Do this -
Reproduce the material below word for word, keeping every line in its original order.

Material for this task -
--------------------

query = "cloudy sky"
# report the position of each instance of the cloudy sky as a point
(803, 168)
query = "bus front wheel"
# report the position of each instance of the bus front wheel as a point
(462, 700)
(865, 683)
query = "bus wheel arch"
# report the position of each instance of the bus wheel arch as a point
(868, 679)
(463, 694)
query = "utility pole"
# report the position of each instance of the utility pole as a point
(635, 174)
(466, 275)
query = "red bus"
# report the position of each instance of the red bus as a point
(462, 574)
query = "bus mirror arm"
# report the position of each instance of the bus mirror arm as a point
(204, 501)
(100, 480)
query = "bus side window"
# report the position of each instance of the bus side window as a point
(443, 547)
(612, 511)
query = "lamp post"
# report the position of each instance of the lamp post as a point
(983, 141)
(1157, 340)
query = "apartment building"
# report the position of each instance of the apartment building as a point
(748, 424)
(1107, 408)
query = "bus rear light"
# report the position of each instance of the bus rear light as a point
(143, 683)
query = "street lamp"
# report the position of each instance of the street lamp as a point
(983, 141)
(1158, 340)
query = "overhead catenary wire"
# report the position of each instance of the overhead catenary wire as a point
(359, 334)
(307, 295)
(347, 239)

--------------------

Exercise result -
query = "cloudy sky"
# report the position of each instance of the cloudy sky as a point
(803, 168)
query = "bus front wheel"
# report the position of each instance of the bus front wheel as a point
(462, 700)
(865, 683)
query = "bus wheel arch"
# report the position of each instance of the bus wheel arch as a point
(868, 679)
(463, 694)
query = "utility pole"
# report the position of each instance of the utility pole as a point
(635, 174)
(466, 275)
query = "red bus"
# report the position of each instance of the red bus as a point
(462, 574)
query = "bus mirror arm"
# report the position of each instance of the bus mirror arm as a point
(204, 501)
(100, 480)
query = "bus side window"
# report the position of each instance of the bus side window as a point
(443, 547)
(612, 511)
query = "lamp post"
# report the position of each instance of the lamp post as a point
(983, 141)
(1157, 340)
query = "apartment building"
# report the position of each instance of the apartment building as a point
(748, 424)
(1107, 408)
query = "bus rear light"
# report the position of each instance of the bus rear light as a point
(143, 683)
query = "street lamp"
# report the position of each instance of the street lamp as a point
(983, 141)
(1158, 340)
query = "overhead catenary wire"
# report the position of each instance of the overhead catenary wire as a point
(359, 334)
(307, 295)
(347, 239)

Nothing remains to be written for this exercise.